TASK — Pick out each line in the data below that contains the word "bundle" and copy those lines.

Records from a dataset:
····················

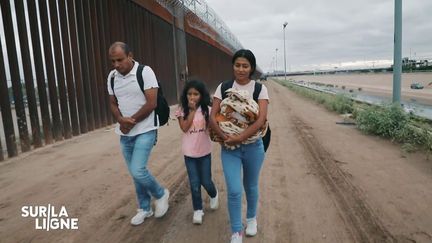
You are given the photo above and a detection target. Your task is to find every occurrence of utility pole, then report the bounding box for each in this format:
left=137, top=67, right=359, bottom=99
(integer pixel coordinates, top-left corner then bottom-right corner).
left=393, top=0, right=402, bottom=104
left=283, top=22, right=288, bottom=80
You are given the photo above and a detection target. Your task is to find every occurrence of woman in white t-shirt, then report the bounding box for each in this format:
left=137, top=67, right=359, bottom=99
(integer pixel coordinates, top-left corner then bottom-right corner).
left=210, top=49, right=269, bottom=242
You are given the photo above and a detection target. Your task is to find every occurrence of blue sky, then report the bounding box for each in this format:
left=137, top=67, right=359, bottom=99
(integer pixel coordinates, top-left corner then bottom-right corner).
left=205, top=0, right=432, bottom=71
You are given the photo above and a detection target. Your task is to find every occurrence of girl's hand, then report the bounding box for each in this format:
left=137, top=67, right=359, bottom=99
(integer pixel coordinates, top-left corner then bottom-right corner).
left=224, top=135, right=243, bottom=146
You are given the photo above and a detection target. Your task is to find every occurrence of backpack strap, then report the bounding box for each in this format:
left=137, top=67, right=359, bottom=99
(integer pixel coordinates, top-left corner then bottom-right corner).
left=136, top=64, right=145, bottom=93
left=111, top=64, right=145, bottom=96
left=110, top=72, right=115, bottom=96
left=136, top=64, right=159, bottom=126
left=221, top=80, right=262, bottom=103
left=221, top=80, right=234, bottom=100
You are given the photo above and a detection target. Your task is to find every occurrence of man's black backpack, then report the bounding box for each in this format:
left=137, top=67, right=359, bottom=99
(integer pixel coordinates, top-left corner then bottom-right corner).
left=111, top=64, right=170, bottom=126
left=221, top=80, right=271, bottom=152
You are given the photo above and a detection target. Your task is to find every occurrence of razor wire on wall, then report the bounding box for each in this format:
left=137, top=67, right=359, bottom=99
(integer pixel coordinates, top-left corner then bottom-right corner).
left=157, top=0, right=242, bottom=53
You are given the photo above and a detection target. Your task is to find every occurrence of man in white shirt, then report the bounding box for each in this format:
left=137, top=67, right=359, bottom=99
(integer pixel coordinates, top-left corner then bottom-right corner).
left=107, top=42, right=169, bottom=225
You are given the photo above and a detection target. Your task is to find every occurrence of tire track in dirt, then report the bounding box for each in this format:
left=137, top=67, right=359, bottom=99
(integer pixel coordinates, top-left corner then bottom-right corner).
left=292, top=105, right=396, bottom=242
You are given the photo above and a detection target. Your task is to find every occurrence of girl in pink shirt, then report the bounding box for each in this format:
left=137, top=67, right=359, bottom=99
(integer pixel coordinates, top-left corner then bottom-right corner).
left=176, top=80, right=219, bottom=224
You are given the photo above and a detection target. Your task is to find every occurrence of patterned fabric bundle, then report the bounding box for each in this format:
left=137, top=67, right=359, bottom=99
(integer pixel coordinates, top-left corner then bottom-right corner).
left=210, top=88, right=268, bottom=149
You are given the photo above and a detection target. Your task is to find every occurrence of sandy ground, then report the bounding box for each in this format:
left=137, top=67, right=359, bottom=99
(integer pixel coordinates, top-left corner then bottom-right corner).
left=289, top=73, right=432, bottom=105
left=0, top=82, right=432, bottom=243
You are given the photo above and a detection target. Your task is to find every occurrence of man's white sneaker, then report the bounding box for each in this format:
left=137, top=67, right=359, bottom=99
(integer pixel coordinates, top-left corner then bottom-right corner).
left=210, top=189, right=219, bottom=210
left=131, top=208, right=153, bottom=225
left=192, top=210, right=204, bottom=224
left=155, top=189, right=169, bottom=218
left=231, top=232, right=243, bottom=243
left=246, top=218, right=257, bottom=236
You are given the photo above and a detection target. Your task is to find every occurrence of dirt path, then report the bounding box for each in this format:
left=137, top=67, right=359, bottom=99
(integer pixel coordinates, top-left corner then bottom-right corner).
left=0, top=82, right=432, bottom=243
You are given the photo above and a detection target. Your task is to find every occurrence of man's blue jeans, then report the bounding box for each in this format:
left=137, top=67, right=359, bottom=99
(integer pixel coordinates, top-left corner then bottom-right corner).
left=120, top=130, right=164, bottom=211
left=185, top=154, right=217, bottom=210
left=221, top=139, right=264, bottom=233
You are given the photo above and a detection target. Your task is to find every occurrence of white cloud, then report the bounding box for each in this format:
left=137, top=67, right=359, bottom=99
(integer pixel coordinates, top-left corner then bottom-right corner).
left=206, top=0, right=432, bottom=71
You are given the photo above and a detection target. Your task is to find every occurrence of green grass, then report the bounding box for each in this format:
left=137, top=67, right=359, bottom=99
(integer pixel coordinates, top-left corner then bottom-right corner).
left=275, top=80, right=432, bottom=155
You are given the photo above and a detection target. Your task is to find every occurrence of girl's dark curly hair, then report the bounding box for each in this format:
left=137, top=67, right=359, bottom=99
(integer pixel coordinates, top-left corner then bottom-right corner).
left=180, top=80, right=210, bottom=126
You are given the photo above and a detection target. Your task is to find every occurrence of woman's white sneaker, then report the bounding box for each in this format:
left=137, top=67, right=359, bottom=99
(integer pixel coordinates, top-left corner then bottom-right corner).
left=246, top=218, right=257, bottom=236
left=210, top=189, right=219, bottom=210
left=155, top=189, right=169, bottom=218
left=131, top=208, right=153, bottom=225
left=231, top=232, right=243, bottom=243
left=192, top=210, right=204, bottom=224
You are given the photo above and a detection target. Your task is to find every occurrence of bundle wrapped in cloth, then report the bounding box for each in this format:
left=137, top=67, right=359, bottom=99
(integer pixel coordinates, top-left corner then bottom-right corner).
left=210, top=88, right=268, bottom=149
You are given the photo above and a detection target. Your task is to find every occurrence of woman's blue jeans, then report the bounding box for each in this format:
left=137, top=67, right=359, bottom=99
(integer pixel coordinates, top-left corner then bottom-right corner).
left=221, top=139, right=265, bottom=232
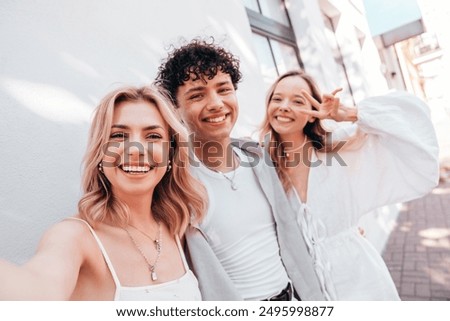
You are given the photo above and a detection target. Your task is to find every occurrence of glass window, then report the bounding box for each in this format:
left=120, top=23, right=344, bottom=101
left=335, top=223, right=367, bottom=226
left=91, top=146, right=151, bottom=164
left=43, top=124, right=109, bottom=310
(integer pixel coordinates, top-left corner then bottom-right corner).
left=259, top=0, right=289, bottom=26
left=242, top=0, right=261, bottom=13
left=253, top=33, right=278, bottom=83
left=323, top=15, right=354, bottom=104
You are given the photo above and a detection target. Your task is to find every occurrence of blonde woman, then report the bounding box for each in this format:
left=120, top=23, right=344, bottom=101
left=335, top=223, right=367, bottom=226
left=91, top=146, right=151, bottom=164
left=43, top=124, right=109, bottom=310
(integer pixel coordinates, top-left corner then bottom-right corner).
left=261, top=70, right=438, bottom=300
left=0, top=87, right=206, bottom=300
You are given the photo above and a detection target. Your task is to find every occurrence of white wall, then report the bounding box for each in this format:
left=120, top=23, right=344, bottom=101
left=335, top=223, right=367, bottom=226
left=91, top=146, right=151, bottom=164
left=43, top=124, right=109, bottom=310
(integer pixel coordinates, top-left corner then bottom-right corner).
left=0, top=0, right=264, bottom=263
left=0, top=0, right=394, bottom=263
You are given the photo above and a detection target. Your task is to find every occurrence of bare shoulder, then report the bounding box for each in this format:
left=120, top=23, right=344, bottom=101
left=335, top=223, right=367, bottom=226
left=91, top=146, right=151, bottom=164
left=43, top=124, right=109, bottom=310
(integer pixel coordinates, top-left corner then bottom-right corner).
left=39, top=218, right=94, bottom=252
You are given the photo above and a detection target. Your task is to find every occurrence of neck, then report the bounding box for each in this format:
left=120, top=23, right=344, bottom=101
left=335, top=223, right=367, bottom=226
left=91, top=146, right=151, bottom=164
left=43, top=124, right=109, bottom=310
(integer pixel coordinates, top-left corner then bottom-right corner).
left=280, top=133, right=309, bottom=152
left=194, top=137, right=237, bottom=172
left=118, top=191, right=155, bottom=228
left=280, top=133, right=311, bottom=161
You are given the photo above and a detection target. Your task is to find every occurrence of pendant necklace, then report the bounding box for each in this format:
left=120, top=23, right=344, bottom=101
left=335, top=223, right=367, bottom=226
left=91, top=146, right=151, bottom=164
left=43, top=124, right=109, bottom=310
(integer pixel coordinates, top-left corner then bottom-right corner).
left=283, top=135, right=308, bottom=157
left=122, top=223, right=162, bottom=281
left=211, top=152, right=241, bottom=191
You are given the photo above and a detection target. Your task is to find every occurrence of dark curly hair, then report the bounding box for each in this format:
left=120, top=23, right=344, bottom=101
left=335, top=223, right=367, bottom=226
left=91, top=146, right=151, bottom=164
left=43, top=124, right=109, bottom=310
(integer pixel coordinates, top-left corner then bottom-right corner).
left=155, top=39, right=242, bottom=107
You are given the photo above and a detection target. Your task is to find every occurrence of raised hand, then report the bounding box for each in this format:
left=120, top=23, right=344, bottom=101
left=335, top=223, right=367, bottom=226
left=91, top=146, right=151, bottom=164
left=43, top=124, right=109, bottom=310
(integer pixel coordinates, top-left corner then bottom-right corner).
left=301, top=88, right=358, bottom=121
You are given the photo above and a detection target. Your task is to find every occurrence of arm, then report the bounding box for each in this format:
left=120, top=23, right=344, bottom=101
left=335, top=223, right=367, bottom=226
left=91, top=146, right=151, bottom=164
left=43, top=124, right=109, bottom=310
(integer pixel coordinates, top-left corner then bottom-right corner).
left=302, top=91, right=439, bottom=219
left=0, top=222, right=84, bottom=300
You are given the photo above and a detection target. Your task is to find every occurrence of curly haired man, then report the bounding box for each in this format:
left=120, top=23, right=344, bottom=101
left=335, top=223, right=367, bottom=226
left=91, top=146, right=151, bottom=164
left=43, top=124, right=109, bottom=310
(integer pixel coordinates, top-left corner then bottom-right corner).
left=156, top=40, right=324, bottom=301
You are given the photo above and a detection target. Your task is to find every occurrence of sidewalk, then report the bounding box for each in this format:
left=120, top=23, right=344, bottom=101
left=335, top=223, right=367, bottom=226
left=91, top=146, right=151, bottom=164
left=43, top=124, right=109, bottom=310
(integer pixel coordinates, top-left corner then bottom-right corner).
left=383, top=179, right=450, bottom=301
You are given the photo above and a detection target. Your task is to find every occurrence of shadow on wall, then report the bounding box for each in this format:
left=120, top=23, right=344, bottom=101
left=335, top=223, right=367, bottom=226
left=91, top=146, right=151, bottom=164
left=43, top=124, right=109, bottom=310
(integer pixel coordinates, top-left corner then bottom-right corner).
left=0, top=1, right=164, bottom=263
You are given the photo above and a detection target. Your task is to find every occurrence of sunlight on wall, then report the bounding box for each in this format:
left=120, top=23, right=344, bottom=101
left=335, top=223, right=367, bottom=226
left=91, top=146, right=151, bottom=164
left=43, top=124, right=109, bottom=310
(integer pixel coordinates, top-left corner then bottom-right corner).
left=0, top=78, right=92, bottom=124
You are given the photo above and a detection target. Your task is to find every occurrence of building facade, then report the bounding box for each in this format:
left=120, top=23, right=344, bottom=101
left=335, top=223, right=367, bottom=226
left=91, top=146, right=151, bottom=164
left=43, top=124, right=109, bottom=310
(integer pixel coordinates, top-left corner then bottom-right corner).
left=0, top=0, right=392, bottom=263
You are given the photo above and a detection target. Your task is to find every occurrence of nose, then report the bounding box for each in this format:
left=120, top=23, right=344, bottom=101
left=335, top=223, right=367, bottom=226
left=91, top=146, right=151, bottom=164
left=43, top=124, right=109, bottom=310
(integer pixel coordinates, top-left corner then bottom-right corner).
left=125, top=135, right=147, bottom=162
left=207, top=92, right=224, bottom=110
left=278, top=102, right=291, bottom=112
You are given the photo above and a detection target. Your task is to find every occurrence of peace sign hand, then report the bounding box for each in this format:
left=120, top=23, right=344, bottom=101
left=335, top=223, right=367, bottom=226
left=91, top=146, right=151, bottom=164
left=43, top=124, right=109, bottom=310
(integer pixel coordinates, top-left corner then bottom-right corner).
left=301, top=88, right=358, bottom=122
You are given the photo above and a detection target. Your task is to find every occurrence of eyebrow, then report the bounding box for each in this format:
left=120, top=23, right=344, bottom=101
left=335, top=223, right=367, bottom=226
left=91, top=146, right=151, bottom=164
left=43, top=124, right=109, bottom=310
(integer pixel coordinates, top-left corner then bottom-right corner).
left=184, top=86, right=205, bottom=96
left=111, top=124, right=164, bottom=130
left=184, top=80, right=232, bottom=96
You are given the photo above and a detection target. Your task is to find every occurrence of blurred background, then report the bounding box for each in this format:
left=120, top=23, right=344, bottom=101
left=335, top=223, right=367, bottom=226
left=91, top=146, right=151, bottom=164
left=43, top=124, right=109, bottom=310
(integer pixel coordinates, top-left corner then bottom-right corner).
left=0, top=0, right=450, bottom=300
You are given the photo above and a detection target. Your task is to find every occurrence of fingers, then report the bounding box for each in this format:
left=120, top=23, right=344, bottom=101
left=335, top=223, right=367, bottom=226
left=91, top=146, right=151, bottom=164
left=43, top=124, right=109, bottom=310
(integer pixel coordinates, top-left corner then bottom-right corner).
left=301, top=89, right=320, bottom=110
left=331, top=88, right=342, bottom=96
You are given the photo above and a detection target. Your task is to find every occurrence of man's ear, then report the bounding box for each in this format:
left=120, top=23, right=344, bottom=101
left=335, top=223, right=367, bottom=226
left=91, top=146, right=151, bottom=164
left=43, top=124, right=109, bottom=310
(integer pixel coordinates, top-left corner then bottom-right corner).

····················

EXPECTED ANSWER —
You are given the photo above and a detection target. Your task is to find every occurrence of patterned fabric bundle, then report the bounding box for each in this format:
You are given the photo above and a detection target. Your task is to find every occurrence of bundle wrapped in cloth, then report the bounding box for each in this format:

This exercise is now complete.